* _PROBLEM DESCRIPTION_:
Use the entries below to count the lines that hold the word "staircase"; answer with the number only.

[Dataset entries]
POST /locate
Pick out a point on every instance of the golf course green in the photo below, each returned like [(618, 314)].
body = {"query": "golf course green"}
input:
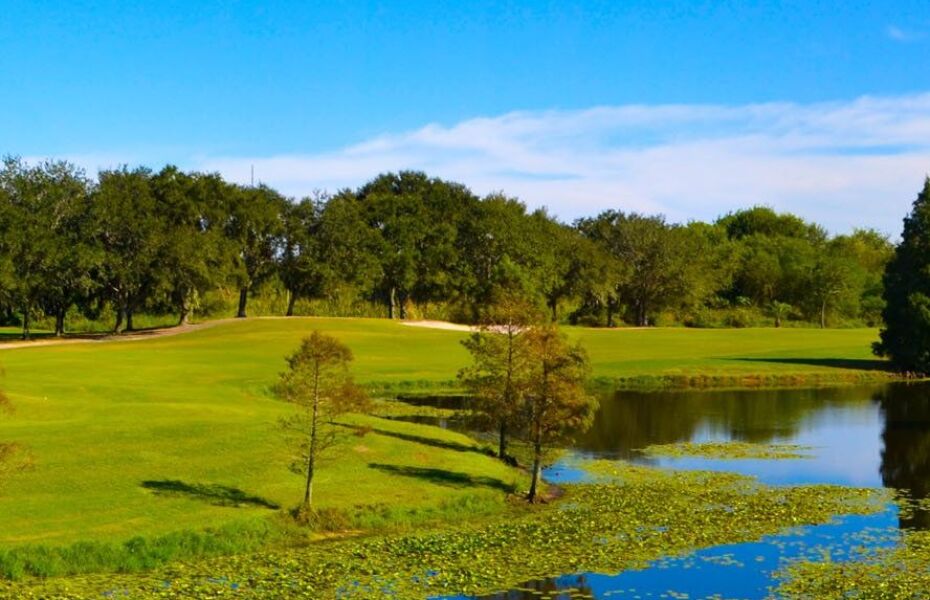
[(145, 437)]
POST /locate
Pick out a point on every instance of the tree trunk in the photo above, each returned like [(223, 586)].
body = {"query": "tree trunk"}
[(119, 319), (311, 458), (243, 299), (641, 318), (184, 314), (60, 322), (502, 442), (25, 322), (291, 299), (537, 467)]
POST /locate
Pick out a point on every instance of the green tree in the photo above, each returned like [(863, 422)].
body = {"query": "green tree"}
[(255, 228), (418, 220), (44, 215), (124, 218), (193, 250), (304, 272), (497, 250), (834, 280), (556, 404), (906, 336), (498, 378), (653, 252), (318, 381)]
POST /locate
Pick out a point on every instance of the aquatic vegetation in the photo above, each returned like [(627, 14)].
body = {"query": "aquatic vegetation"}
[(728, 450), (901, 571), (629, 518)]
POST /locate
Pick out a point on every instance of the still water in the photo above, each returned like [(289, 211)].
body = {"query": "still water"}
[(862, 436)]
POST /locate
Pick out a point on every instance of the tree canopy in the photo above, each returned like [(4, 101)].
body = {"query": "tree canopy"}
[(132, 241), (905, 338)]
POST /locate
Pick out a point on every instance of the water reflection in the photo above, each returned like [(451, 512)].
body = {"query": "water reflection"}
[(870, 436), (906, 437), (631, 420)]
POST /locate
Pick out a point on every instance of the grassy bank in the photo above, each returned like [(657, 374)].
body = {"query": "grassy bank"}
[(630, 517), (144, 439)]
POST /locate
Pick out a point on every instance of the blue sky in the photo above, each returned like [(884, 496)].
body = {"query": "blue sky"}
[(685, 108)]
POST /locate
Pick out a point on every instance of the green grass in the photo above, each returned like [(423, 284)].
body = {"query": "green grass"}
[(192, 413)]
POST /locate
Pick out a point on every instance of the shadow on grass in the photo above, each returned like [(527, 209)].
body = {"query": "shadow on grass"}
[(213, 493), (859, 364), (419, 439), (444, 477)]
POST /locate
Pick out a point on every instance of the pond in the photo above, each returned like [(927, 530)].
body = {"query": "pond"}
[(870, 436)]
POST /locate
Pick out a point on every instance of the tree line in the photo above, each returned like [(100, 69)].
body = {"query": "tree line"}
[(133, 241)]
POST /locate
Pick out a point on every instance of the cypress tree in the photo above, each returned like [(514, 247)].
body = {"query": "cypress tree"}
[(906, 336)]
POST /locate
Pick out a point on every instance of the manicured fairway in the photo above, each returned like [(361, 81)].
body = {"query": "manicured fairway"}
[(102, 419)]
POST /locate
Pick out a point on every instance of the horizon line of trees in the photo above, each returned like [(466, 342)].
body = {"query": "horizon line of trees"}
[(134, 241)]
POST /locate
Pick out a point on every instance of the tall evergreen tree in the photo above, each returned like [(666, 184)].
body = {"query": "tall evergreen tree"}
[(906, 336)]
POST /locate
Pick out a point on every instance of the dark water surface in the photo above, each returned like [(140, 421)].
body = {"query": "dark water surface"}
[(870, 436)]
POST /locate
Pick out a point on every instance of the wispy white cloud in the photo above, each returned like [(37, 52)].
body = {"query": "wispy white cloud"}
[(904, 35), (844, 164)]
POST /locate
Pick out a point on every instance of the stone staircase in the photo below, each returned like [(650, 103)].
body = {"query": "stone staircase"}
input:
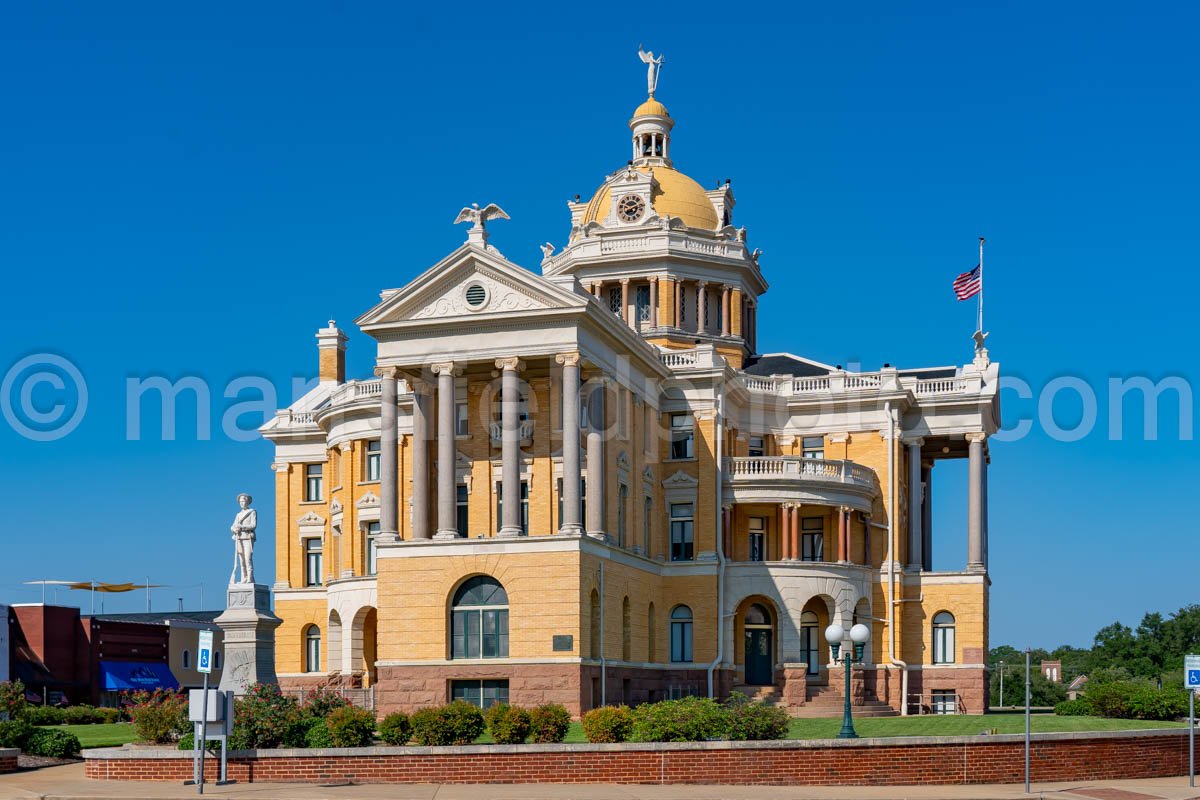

--

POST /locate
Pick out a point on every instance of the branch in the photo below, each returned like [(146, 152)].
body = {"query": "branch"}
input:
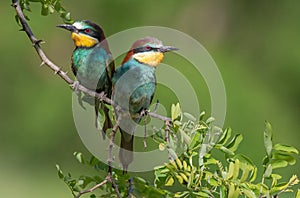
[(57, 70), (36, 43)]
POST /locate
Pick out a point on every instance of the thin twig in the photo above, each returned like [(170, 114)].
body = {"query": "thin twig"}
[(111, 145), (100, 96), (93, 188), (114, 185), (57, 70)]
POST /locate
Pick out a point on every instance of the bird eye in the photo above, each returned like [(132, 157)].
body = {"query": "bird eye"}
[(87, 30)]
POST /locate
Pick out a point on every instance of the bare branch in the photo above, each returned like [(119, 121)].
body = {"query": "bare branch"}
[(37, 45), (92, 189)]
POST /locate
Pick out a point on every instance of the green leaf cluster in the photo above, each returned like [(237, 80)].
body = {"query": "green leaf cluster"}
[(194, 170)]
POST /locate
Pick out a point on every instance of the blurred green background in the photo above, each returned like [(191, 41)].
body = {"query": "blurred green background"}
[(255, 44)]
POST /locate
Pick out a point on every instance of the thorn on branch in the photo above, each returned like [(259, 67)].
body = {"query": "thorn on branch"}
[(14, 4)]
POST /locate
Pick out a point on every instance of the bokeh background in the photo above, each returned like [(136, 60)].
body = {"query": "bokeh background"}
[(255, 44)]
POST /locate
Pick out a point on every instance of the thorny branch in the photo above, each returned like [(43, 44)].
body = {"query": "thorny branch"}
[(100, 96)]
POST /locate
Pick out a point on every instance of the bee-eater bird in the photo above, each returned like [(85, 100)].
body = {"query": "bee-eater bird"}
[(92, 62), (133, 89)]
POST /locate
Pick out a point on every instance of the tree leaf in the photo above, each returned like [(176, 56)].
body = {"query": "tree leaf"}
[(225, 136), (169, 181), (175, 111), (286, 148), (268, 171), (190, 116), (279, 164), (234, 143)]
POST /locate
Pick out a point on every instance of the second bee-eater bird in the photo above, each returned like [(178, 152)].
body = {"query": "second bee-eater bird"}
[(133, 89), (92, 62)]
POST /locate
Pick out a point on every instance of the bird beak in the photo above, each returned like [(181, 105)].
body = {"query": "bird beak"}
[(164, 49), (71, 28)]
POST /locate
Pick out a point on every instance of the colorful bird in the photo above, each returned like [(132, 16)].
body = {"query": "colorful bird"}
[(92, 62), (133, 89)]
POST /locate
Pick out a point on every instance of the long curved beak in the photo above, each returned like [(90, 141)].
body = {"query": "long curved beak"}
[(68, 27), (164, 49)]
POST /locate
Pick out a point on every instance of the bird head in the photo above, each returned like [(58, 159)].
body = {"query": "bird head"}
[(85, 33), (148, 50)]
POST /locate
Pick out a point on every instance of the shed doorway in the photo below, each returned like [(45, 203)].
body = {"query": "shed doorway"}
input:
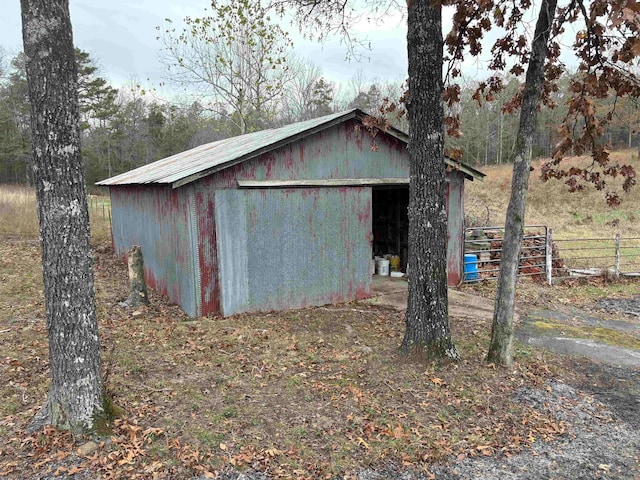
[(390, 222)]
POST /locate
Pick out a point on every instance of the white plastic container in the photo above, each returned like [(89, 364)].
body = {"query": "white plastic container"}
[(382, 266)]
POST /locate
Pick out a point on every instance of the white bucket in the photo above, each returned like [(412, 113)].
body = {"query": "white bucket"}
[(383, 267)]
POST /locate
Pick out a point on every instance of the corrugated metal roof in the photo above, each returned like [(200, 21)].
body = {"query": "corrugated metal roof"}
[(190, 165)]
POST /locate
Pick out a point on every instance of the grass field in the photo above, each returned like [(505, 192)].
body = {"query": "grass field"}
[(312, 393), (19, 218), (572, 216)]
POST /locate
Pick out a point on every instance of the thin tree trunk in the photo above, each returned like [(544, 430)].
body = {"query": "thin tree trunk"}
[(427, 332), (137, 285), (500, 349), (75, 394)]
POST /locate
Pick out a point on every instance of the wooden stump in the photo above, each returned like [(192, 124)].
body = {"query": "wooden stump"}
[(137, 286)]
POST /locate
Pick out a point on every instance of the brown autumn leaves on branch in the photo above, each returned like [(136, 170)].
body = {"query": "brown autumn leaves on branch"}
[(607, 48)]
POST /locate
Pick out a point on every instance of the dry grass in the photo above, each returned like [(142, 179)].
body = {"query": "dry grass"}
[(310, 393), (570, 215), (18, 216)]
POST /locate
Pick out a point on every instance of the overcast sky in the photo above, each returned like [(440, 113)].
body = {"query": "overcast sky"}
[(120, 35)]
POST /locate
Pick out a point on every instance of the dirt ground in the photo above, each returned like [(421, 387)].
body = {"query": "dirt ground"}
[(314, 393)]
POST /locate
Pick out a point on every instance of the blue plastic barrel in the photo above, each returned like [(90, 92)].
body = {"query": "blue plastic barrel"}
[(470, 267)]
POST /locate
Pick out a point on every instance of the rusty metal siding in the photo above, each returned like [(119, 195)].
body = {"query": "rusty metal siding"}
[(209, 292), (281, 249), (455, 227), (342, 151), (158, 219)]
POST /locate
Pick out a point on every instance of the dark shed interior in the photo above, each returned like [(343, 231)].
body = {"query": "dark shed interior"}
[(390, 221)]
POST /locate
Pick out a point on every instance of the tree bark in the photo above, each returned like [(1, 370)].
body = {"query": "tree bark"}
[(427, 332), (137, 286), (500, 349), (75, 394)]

* _ANSWER FOR THE TASK_:
2